## Okuma Parçası
━━━━━━━━━━━━━━━━━━━━━━━━━━━━━━
Dünyanın en prestijli dergilerinden The Economist, bu hafta şanlı bayrağımızı kapak yaptı; üstüne de şu manşeti attı:
Türkiye, Diktatörlüğün Eşiğinde...
Cumhurbaşkanının silüeti, Türk bayrağındaki hilalin içine yerleştirilmişti ve ana başlığın hemen altında “Erdoğan İmparatorluğu Hakkında Özel Rapor” ibaresi vardı. Yaklaşan seçimin analiz edildiği yazıda ise, “Türkiye felaketin eşiğinde” gibi ifadelere yer veriliyordu.
Dünyayı sarsan yayın, “Tüpçü” kanalı CNN Türk’te, “haddini aşan, küstahça, alçakça saldırı” olarak değerlendirildi.
Örneğin, güvenlik ve terör uzmanı Coşkun Başbuğ, “bu dergi, 2017 referandumunda da benzer şeyler yapmıştı. Diktatör görmek istiyorlarsa kendi ülkelerine baksınlar. Lady Diana'nın katline yönelik makale hazırlasınlar” dedi; Economist’e, “Türkiye seni neden bu kadar ilgilendiriyor?” diye sordu.
━━━━━━━━━━━━━━━━━━━━━━━━━━━━━━
## Veri Listesi
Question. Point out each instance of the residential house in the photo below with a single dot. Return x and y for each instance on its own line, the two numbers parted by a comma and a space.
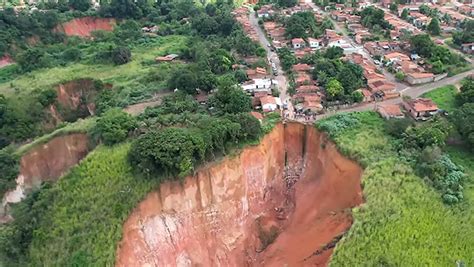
389, 111
421, 108
468, 48
259, 85
269, 103
307, 89
380, 86
301, 67
395, 57
315, 43
257, 73
367, 95
257, 115
298, 43
167, 58
419, 77
303, 79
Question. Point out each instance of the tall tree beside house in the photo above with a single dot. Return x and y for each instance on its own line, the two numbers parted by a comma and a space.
404, 14
394, 8
334, 89
434, 27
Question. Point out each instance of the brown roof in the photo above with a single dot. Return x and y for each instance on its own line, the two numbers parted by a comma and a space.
━━━━━━━━━━━━━━━━━━━━━━━━━━━━━━
## Alıştırmalar
- 1) Okuma parçasına göre The Economist'in kapağında Cumhurbaşkanının silüeti nereye yerleştirilmişti?
- 2) The Economist kapağını konu alan yazıyı kaldığı yerden sürdürün.

## Cevap Anahtarı
- 1) Türk bayrağındaki hilalin içine.

- 2)
Bu “alçakça” saldırının sadece Erdoğan'a değil, Türk milletine de yönelik olduğunun altını çizen Başbuğ, Economist’in bütün bunları neden yaptığına şu “bilimsel” yorumu getirdi:
"Çünkü, Batı'nın tüm tuzaklarını yerle bir eden bir lideri konuşuyoruz. Trump'ı devre dışına bıraktılar, yıkamadıkları bir tek Erdoğan kaldı. Hiç siyaset bilmesek bile sadece Batı'nın hedef almasından dolayı Erdoğan'ı desteklemek gerekir.”
Doç.Dr. Uğur Yasin Asal da “Economist, bu hazırlığı önceden yapmıştı ama öne çektiler. Seçimlerde bunlara diğer yayınlar da eklenecek. Şu anda Türk demokrasisine yönelik açık bir saldırı var" dedi.
•••
Saatlerce tartıştılar ama derginin İngilizce manşetini Türkçeye çeviremediler bir türlü; neden acaba?
Son günlerde, kendisi gibi düşünmeyene “küstah, alçak…” diye hakaret etme alışkanlığı kazandık(!); kimden bulaştı dilimize bu nahoşluk, bilemiyorum!..
“Türkiye seni neden bu kadar ilgilendiriyor?” kadar seviyesi kıt bir soru olamaz. “Borç isterken ilk durağın Londra oluyor, o yüzden…” dese adam, ne cevap vereceksin?
Hiç siyaset bilmesek bile, Batı’nın hedef almasıyla doğruyu bulma fırsatını yakalarız belki…
Ne dersiniz?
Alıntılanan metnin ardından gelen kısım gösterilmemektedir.